**How to complete this task**:
Look for the line with "Could you point out the purple sky" in the data below, then reproduce word for word that line and every line after it. Leave out all pictures and add nothing.

(Photo-based referring expression data)

BEGIN

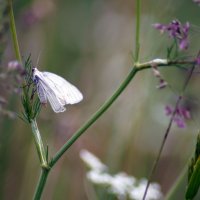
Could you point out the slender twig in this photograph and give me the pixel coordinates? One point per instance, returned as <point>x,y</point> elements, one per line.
<point>41,184</point>
<point>168,129</point>
<point>108,103</point>
<point>161,147</point>
<point>137,32</point>
<point>39,144</point>
<point>94,117</point>
<point>14,32</point>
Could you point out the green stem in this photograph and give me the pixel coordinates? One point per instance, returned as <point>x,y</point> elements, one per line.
<point>13,31</point>
<point>39,144</point>
<point>108,103</point>
<point>137,32</point>
<point>97,114</point>
<point>94,117</point>
<point>41,184</point>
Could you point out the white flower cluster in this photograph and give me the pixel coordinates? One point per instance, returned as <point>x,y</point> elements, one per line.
<point>121,185</point>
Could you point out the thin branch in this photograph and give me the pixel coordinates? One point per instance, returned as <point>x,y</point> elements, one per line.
<point>13,31</point>
<point>170,122</point>
<point>137,31</point>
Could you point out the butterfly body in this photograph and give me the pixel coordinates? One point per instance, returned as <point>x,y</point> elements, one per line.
<point>56,90</point>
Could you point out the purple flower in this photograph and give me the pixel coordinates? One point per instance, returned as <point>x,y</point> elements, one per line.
<point>182,114</point>
<point>197,60</point>
<point>177,31</point>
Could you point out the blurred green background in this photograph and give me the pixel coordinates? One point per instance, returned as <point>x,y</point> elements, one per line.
<point>90,43</point>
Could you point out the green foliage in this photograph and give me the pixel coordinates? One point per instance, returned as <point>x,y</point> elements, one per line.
<point>3,26</point>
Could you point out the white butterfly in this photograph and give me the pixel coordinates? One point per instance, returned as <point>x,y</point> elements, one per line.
<point>56,90</point>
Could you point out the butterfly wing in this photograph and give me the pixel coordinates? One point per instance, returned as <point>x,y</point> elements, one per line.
<point>50,94</point>
<point>65,91</point>
<point>41,93</point>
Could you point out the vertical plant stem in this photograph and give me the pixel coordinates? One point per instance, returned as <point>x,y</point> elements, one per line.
<point>94,117</point>
<point>137,31</point>
<point>169,128</point>
<point>39,144</point>
<point>41,184</point>
<point>13,31</point>
<point>161,147</point>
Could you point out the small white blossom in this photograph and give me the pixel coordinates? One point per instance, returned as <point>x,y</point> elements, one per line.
<point>121,185</point>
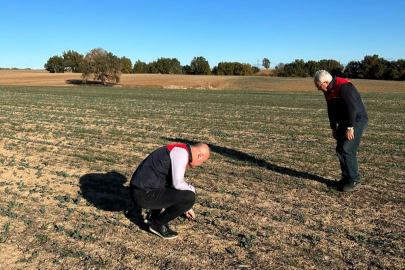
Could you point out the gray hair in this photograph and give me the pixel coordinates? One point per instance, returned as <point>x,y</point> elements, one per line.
<point>322,76</point>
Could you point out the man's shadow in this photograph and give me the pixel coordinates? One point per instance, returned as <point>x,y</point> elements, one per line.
<point>106,191</point>
<point>238,155</point>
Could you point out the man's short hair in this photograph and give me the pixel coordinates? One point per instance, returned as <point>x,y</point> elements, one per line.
<point>322,76</point>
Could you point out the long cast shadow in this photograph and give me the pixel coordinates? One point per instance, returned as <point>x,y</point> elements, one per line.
<point>106,191</point>
<point>238,155</point>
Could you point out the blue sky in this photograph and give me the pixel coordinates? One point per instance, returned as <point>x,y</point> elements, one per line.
<point>233,31</point>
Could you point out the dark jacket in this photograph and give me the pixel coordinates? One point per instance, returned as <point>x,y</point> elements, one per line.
<point>345,106</point>
<point>154,172</point>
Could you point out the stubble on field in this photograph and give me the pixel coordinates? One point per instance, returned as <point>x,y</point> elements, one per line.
<point>264,199</point>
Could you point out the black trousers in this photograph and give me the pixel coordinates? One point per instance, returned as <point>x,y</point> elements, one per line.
<point>175,202</point>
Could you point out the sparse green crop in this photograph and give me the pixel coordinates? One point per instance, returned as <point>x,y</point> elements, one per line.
<point>264,199</point>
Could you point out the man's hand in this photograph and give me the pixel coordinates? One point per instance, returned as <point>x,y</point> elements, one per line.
<point>350,134</point>
<point>334,134</point>
<point>190,214</point>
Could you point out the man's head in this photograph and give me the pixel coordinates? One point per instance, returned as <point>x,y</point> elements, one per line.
<point>200,153</point>
<point>322,79</point>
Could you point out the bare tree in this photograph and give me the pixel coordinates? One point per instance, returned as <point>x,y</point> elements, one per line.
<point>103,65</point>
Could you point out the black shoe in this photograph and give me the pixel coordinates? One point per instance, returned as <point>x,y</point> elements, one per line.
<point>351,186</point>
<point>148,218</point>
<point>341,182</point>
<point>163,231</point>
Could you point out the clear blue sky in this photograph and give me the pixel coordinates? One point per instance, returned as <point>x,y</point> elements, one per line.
<point>233,31</point>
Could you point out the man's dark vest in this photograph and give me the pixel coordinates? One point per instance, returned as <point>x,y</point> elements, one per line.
<point>154,172</point>
<point>333,92</point>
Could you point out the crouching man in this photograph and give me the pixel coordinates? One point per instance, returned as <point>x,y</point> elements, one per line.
<point>158,183</point>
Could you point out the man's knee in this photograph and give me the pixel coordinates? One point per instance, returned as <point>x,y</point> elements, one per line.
<point>189,197</point>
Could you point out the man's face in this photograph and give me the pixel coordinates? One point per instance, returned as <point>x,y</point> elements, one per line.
<point>322,86</point>
<point>198,161</point>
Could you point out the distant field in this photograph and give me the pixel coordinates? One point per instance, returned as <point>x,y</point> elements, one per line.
<point>264,199</point>
<point>262,83</point>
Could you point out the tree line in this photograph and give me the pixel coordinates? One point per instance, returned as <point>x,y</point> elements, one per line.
<point>105,66</point>
<point>72,61</point>
<point>371,67</point>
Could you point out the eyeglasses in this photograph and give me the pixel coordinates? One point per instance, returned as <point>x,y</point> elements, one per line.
<point>319,88</point>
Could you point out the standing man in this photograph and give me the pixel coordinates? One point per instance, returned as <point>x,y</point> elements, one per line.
<point>348,120</point>
<point>158,183</point>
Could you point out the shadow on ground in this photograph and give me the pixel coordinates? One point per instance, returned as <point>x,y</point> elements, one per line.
<point>238,155</point>
<point>106,191</point>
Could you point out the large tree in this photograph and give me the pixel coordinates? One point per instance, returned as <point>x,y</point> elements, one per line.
<point>266,63</point>
<point>102,65</point>
<point>200,66</point>
<point>55,64</point>
<point>140,67</point>
<point>126,65</point>
<point>73,61</point>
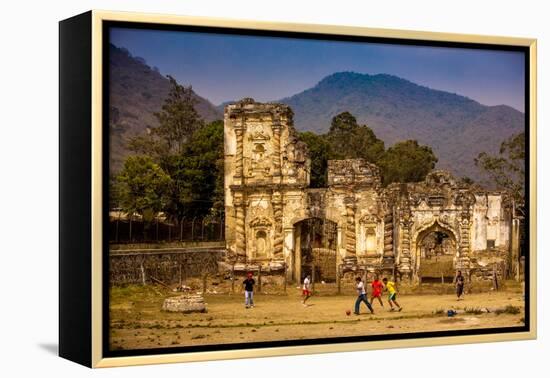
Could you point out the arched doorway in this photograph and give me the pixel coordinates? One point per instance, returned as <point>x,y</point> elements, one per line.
<point>315,241</point>
<point>436,251</point>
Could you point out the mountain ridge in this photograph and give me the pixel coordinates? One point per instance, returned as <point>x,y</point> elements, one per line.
<point>457,127</point>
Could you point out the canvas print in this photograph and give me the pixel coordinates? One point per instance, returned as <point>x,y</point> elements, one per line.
<point>287,189</point>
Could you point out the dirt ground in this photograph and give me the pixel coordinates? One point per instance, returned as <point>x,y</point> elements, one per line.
<point>137,321</point>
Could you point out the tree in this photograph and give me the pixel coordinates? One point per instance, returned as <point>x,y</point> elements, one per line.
<point>507,169</point>
<point>167,144</point>
<point>198,173</point>
<point>349,140</point>
<point>319,150</point>
<point>143,187</point>
<point>407,162</point>
<point>178,120</point>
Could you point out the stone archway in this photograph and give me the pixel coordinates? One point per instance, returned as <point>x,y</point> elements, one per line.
<point>435,253</point>
<point>315,249</point>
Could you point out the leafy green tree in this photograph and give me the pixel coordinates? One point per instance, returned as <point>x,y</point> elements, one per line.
<point>178,120</point>
<point>507,169</point>
<point>168,144</point>
<point>349,140</point>
<point>143,187</point>
<point>198,173</point>
<point>319,150</point>
<point>406,162</point>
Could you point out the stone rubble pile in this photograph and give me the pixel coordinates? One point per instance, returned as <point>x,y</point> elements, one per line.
<point>185,304</point>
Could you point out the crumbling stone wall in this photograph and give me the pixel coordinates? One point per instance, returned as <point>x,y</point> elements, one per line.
<point>267,195</point>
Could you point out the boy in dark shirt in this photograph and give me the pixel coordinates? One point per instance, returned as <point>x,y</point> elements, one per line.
<point>248,284</point>
<point>459,282</point>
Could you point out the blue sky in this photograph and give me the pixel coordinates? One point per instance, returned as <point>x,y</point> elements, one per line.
<point>224,67</point>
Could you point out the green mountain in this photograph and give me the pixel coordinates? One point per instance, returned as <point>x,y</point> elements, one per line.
<point>456,127</point>
<point>136,92</point>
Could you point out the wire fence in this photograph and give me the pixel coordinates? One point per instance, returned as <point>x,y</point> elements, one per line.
<point>123,230</point>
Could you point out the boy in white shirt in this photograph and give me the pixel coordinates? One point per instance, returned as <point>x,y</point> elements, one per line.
<point>306,290</point>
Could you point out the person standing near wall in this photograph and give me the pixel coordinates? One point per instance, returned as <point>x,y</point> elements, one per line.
<point>248,285</point>
<point>361,296</point>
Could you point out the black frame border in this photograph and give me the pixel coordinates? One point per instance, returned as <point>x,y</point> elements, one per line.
<point>106,25</point>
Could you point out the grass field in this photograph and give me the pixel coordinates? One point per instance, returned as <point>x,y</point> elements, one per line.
<point>137,321</point>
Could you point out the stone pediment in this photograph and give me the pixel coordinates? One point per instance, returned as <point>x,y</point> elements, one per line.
<point>260,222</point>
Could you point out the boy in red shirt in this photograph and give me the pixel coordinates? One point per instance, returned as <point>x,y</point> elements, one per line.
<point>377,287</point>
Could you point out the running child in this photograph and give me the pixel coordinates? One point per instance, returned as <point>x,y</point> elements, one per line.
<point>248,284</point>
<point>392,294</point>
<point>377,287</point>
<point>361,296</point>
<point>306,290</point>
<point>459,285</point>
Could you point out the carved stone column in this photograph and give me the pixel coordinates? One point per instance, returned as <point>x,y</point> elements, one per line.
<point>240,236</point>
<point>350,226</point>
<point>464,243</point>
<point>388,256</point>
<point>276,157</point>
<point>239,130</point>
<point>277,203</point>
<point>405,253</point>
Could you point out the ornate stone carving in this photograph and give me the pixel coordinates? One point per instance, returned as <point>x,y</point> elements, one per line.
<point>260,222</point>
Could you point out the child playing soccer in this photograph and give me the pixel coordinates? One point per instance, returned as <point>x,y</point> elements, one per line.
<point>306,290</point>
<point>248,284</point>
<point>361,296</point>
<point>377,287</point>
<point>459,285</point>
<point>392,294</point>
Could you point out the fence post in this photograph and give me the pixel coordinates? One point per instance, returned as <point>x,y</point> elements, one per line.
<point>221,226</point>
<point>284,278</point>
<point>142,268</point>
<point>313,276</point>
<point>157,229</point>
<point>130,230</point>
<point>116,229</point>
<point>338,279</point>
<point>260,278</point>
<point>233,278</point>
<point>204,278</point>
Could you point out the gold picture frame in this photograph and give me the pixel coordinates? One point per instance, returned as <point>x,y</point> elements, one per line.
<point>88,238</point>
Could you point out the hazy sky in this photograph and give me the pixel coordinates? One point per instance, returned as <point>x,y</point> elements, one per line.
<point>224,67</point>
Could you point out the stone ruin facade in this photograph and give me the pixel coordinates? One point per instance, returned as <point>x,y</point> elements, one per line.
<point>413,231</point>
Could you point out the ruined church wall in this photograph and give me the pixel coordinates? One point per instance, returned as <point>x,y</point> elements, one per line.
<point>491,222</point>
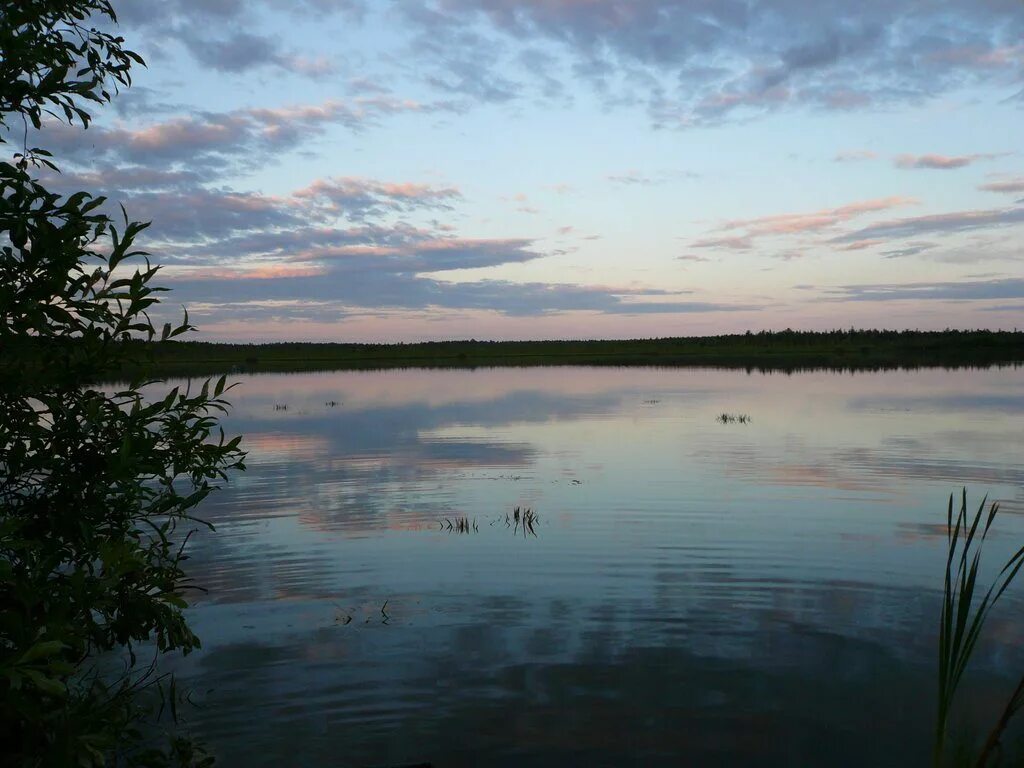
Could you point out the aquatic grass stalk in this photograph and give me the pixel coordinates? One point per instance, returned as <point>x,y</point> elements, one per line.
<point>961,622</point>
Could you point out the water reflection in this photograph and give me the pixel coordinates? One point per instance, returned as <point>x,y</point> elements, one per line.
<point>698,593</point>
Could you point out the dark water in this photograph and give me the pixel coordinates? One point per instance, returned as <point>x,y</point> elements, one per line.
<point>693,592</point>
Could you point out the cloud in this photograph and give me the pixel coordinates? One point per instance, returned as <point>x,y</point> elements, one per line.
<point>853,156</point>
<point>194,24</point>
<point>739,235</point>
<point>936,224</point>
<point>910,249</point>
<point>358,199</point>
<point>632,177</point>
<point>738,243</point>
<point>381,290</point>
<point>1012,185</point>
<point>246,136</point>
<point>711,60</point>
<point>939,162</point>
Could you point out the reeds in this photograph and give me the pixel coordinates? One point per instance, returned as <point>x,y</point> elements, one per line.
<point>459,525</point>
<point>525,519</point>
<point>961,621</point>
<point>733,419</point>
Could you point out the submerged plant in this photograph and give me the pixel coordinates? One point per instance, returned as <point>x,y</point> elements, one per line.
<point>961,622</point>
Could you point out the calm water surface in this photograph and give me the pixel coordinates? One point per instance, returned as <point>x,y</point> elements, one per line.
<point>695,593</point>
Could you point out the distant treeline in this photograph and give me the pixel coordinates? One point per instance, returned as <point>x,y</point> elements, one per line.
<point>786,350</point>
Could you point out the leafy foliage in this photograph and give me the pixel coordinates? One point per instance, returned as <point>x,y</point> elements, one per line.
<point>95,484</point>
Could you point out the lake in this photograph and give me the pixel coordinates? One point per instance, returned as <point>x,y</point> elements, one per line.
<point>691,591</point>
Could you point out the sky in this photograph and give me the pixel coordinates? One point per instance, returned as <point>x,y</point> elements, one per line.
<point>365,170</point>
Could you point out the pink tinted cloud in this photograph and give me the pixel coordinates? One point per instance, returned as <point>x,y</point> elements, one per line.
<point>939,162</point>
<point>852,156</point>
<point>1013,185</point>
<point>791,223</point>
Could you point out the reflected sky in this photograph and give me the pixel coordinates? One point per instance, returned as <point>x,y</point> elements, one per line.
<point>737,594</point>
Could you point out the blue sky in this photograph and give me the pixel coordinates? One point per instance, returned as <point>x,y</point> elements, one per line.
<point>381,171</point>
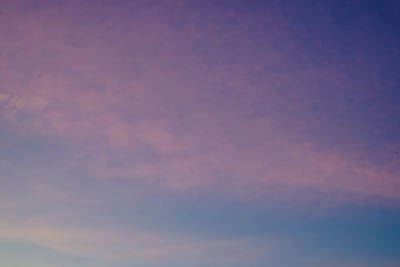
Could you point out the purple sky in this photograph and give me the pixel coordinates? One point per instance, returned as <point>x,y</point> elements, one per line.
<point>199,133</point>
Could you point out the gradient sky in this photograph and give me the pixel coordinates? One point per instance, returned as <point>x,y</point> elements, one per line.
<point>201,133</point>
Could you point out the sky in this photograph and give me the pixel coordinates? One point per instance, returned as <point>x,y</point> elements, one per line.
<point>188,133</point>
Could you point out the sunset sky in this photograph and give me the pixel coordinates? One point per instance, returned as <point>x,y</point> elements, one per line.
<point>199,133</point>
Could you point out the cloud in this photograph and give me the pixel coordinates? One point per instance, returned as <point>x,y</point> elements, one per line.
<point>174,104</point>
<point>108,244</point>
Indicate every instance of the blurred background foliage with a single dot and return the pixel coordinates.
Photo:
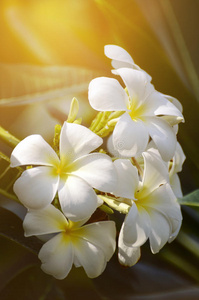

END

**Answer box**:
Could you point out the purple sky in this photograph and give me the pixel coordinates? One point per instance, returned as <point>x,y</point> elements, one per line.
<point>199,133</point>
Could you point out the gradient sky in this photograph and give me the pixel coordinates? One point per instance, returned as <point>x,y</point> elements, one per line.
<point>201,133</point>
Could you point out the sky in this photograph and give me the pixel coordinates? One point per instance, returned as <point>x,y</point> elements, one per line.
<point>188,133</point>
Could you point out the sunset sky in this photograph and give me the pixel coordinates? One point per instance, returned as <point>x,y</point> elements, one per line.
<point>199,133</point>
Could you point out the cloud in this photograph and give me the pixel coordinates? One point per instance, returned as <point>x,y</point> elements, one per line.
<point>174,104</point>
<point>108,244</point>
Indicate every instance of the blurred background foliage with a single dot and return the pixel coordinates.
Photo:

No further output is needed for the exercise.